═════ Data to use ═════

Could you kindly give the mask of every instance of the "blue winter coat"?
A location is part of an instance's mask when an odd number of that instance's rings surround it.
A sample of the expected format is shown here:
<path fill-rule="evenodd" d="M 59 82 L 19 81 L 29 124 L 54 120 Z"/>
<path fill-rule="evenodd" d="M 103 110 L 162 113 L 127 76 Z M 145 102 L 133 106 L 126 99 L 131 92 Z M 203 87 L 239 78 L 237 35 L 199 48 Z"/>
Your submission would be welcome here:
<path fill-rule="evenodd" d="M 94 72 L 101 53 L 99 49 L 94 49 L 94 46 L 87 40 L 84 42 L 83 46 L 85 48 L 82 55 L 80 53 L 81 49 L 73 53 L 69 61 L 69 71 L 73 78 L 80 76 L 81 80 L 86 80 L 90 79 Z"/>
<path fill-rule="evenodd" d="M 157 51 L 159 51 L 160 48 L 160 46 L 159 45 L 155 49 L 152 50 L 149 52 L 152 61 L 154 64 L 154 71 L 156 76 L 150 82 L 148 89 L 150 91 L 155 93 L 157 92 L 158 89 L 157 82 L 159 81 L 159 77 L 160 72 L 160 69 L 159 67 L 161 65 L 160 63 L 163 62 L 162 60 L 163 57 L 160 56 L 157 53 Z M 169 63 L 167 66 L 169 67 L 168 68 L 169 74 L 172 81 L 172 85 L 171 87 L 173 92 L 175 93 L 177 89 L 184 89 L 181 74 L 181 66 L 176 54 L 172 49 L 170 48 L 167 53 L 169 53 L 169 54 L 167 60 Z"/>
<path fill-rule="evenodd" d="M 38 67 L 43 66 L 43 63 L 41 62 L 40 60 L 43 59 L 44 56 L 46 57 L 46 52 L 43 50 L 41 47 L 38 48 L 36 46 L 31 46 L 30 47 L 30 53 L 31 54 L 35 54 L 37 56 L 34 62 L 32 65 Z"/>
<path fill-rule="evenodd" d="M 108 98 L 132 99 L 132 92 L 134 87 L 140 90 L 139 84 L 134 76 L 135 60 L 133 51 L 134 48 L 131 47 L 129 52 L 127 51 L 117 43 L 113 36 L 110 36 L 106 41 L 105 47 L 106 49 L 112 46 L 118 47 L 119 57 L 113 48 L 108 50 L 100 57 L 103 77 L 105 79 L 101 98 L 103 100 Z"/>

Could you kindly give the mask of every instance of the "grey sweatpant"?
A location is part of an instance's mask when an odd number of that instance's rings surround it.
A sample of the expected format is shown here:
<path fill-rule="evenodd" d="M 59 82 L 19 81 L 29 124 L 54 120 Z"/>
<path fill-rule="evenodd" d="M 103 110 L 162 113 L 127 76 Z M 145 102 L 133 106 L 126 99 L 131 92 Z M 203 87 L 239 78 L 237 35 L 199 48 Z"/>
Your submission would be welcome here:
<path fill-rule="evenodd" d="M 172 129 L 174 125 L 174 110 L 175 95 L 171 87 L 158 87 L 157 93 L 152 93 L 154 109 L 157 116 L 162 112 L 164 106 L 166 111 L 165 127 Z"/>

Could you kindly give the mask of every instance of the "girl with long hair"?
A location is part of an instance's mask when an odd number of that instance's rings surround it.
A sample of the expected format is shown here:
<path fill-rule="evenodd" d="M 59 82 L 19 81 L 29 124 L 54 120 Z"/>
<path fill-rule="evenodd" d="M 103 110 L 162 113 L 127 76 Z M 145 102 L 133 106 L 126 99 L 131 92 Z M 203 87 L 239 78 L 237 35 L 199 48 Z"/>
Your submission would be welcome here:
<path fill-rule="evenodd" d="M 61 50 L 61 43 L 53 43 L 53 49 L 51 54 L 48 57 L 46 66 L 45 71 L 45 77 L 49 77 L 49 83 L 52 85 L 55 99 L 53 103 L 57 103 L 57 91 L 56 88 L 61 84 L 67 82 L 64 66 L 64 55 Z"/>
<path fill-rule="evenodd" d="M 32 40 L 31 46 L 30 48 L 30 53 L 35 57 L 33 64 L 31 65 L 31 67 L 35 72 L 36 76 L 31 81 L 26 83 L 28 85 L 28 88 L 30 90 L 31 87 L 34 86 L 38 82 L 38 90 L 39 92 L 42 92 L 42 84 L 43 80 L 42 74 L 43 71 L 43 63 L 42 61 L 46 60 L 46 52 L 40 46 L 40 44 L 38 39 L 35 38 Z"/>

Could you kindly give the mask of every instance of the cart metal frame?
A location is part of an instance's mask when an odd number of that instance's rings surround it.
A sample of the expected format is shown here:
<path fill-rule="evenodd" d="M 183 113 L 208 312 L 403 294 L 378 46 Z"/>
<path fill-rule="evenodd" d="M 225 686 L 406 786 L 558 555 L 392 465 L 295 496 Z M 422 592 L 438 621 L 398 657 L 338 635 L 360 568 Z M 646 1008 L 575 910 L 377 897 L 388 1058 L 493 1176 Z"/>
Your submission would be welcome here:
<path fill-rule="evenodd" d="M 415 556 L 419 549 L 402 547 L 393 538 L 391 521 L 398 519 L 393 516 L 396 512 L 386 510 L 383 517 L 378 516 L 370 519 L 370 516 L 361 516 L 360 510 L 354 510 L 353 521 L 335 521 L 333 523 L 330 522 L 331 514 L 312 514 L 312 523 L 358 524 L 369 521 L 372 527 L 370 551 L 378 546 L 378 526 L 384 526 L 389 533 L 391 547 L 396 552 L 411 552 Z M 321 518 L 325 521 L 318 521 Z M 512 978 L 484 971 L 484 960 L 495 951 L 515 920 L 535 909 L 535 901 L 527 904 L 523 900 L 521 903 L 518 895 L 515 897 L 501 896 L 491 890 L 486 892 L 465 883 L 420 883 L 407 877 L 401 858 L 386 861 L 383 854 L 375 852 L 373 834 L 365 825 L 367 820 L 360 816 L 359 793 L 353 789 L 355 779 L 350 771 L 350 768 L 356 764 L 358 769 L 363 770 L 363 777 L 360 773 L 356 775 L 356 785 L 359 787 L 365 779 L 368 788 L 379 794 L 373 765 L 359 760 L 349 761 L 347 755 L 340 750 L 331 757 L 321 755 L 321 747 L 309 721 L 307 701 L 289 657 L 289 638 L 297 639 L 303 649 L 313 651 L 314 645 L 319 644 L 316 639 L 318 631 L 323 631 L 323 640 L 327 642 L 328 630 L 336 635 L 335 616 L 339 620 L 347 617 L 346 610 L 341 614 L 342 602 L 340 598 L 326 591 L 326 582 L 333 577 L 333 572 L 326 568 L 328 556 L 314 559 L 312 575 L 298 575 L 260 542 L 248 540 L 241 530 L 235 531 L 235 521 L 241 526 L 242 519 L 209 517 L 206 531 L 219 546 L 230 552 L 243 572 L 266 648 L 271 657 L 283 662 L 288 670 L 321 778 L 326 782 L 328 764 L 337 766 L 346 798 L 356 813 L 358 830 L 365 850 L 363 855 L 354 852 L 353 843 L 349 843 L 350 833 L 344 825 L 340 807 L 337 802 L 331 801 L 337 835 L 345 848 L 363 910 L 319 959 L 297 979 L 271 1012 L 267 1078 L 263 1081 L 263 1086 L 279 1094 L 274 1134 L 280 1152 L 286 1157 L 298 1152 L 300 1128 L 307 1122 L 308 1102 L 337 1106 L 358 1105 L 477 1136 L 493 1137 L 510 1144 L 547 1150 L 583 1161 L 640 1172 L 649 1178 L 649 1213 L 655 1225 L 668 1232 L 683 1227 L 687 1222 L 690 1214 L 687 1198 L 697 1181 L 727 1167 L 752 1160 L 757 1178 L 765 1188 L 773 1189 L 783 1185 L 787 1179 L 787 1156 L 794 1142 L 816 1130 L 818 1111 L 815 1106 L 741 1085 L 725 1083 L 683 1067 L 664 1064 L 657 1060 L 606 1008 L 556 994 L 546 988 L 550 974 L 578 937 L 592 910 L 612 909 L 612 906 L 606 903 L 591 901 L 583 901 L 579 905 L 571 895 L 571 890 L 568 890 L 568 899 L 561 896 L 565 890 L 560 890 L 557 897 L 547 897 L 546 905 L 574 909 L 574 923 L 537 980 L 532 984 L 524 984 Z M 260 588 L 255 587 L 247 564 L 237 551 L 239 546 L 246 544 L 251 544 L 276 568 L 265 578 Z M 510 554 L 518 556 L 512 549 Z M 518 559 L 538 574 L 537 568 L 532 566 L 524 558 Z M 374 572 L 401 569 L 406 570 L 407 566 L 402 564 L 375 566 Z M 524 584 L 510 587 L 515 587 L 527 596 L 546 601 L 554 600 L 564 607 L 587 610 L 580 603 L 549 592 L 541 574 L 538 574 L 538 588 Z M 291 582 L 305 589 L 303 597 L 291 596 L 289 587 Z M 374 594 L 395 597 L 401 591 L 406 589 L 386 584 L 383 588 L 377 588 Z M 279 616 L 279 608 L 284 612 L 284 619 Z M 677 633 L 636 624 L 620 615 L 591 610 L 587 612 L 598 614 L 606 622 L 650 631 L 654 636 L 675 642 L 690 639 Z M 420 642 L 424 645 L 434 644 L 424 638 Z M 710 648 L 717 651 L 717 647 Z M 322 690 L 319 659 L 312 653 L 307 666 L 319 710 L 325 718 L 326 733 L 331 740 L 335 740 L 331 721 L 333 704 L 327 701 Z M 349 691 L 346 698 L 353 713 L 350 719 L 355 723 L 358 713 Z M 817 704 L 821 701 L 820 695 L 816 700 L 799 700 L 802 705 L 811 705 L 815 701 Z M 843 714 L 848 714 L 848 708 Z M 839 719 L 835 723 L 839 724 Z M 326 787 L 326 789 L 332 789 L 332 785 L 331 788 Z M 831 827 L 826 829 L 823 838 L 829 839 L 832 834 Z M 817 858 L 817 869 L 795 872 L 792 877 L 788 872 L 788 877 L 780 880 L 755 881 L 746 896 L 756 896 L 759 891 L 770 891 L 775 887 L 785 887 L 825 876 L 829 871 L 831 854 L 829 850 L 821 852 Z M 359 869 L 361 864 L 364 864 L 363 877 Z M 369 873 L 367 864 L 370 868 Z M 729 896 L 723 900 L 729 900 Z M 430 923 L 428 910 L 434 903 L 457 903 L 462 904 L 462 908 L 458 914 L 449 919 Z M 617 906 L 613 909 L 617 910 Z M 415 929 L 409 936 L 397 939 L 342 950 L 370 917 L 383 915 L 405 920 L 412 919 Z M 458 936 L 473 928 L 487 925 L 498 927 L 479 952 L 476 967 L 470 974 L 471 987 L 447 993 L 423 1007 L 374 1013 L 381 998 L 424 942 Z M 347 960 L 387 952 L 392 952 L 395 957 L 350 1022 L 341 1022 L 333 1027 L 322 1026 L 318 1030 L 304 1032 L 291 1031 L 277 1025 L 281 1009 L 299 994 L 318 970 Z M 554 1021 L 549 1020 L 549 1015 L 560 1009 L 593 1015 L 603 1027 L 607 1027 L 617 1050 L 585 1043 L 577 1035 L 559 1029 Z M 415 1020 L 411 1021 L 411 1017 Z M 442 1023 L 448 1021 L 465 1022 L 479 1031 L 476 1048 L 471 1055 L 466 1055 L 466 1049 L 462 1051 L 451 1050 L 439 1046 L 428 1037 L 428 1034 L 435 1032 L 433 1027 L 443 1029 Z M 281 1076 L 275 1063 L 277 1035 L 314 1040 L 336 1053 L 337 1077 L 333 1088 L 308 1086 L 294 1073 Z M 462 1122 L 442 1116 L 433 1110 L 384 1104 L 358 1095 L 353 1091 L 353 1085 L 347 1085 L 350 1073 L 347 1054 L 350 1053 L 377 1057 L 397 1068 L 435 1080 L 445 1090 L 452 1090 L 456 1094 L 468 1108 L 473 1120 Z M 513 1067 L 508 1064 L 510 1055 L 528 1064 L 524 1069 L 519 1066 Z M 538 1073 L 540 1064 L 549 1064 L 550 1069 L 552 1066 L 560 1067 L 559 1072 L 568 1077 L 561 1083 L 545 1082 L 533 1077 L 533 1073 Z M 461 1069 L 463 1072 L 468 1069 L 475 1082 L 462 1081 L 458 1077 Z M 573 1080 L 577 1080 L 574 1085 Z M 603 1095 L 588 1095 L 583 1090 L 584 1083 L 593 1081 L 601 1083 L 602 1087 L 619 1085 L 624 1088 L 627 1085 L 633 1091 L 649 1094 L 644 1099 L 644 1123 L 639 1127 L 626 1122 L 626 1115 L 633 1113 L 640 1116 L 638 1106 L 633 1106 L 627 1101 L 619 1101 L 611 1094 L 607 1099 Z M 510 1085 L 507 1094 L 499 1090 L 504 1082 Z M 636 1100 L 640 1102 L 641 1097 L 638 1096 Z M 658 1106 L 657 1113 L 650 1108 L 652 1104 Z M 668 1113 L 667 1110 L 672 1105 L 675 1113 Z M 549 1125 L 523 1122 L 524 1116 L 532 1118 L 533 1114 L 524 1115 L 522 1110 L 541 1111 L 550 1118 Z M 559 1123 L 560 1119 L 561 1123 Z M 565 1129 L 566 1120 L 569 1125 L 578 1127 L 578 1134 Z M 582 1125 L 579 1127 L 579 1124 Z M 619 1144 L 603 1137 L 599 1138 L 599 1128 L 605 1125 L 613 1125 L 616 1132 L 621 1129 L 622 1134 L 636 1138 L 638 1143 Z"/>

═════

Task to complete: Reproduce verbatim the lines of the records beginning with the line that contains "cart metal frame?" and continuing through the line that contains "183 113 L 208", including both of those lines.

Answer:
Could you kindly give the mask of every instance of the cart metal frame?
A location is part of an instance's mask when an odd number of that instance's rings surround it.
A sample of the expected format is shown here:
<path fill-rule="evenodd" d="M 183 113 L 208 312 L 403 294 L 378 46 Z"/>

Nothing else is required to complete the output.